Exercise set:
1) Translate this sentence from the passage on the Dickey trade into Spanish: "No competition marginalizes a talent advantage quite like the MLB postseason."
2) From the passage on the Dickey trade, retype the part that opens with the words containing "But even given" and closes with "his pitching elbow.".
3) According to the passage on the Dickey trade, which pitch did the pitcher learn in order to rebuild his MLB career?

Text shown:
** begin **

Your standard vet-for-prospects baseball trade is a bit like playing a single hand of high-stakes blackjack—you can prepare all you want, memorize the statistics and probabilities involved, make the perfect bet, but in the end you're essentially at the mercy of luck. Prospects, especially pitching prospects, flame out at a spectacular rate. Even the squad acquiring established talent for a playoff push gets little in the way of assurance they will actually reach October. No competition marginalizes a talent advantage quite like the MLB postseason. Prospects are lottery tickets. Playoff berths—particularly wild cards—are also lottery tickets.

But even given those uncertainties, the December 2012 Dickey trade seemed particularly risky. The pitcher was coming off a Cy Young award-winning season with the Mets, but he was also a damn freak of nature. He had just turned 38. He had rebuilt his shattered MLB career in his late 30s by learning the knuckleball (a pitch that takes a big, steaming dump on Sir Isaac Newton's grave) and he was born without the ulnar collateral ligament in his pitching elbow.

** end **

Information provided:
** begin **

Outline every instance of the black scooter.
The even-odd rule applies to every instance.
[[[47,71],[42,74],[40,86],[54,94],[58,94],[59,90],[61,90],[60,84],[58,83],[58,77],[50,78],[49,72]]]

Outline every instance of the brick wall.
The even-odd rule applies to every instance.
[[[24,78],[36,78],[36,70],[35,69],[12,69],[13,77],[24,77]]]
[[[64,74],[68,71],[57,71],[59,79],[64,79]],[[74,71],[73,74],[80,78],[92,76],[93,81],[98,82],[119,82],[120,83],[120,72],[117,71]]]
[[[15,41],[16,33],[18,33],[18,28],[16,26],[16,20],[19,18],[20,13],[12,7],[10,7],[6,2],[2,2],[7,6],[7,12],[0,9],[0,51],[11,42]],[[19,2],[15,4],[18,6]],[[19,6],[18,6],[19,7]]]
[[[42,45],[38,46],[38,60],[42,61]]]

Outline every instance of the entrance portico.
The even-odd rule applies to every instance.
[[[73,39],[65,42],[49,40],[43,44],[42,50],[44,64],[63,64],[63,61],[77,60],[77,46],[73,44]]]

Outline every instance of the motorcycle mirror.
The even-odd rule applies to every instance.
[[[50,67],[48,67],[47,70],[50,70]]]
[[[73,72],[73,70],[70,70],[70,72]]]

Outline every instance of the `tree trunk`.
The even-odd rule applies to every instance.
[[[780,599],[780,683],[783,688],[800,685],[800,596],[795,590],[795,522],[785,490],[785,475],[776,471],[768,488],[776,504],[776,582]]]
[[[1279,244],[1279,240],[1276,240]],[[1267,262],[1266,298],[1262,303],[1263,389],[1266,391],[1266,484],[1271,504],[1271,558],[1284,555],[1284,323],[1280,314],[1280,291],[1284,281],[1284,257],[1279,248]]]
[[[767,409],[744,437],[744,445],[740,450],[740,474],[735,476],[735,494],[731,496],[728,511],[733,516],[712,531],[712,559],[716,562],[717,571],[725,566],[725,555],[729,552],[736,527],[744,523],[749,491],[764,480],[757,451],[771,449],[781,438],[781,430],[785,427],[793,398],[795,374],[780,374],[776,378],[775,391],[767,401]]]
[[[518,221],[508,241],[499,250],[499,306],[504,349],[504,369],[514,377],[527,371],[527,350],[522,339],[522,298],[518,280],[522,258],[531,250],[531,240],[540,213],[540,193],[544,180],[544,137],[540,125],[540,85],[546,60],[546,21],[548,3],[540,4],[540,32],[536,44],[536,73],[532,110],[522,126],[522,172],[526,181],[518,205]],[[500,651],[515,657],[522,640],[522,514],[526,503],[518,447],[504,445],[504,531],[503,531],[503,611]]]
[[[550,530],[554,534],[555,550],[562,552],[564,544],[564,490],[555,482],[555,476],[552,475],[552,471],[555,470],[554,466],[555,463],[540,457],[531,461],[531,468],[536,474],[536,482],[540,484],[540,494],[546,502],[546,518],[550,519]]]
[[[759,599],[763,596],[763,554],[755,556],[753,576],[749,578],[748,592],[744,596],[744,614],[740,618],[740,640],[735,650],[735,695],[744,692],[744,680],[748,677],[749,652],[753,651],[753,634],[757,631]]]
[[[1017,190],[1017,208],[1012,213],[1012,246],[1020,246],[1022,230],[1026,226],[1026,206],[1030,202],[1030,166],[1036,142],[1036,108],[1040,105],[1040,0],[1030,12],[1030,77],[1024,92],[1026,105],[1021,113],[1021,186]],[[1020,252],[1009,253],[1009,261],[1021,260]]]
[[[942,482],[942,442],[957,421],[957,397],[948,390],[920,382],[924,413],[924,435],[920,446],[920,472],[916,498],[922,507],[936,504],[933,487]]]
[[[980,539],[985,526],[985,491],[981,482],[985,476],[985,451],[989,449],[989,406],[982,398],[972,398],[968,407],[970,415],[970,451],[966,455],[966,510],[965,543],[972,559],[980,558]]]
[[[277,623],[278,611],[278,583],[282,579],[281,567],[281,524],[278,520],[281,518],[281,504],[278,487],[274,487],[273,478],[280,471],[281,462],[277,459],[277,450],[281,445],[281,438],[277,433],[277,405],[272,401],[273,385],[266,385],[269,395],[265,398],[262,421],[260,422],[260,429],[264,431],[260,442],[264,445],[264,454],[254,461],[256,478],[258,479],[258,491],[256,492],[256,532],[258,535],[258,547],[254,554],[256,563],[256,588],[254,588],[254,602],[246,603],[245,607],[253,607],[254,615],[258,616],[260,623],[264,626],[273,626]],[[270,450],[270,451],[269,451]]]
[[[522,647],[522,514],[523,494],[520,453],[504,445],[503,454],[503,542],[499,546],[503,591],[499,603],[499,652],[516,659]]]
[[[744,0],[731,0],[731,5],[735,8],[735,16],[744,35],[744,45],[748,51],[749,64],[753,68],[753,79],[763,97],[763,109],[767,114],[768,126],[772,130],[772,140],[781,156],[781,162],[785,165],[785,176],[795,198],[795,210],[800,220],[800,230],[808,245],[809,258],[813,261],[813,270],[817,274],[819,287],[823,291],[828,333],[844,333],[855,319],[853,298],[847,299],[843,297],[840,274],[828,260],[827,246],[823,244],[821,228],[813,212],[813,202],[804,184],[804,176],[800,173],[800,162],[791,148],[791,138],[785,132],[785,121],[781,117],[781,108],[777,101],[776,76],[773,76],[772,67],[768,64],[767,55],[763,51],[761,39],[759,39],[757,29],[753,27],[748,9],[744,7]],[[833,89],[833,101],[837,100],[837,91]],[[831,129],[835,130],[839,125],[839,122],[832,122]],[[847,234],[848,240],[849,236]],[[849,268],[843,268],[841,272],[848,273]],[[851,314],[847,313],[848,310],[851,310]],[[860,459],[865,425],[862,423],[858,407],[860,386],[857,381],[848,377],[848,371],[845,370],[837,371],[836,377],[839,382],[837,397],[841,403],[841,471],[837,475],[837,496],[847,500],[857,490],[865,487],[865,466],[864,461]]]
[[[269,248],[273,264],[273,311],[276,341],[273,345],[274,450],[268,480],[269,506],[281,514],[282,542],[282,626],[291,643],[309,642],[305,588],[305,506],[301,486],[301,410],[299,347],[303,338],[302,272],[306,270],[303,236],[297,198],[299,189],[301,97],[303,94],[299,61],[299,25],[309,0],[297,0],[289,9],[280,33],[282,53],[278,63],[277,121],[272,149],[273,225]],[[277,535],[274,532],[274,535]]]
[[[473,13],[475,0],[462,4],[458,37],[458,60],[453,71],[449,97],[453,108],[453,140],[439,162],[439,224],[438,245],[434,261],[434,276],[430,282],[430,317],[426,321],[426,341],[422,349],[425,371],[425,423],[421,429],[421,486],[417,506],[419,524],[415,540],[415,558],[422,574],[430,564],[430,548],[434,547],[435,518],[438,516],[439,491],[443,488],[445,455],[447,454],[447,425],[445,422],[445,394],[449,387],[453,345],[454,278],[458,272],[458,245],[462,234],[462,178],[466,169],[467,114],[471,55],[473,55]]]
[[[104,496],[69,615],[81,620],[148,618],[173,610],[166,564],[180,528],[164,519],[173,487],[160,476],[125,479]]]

** end **

Outputs:
1) Ninguna competencia margina una ventaja de talento tanto como la postemporada de la MLB.

2)
But even given those uncertainties, the December 2012 Dickey trade seemed particularly risky. The pitcher was coming off a Cy Young award-winning season with the Mets, but he was also a damn freak of nature. He had just turned 38. He had rebuilt his shattered MLB career in his late 30s by learning the knuckleball (a pitch that takes a big, steaming dump on Sir Isaac Newton's grave) and he was born without the ulnar collateral ligament in his pitching elbow.

3) The knuckleball.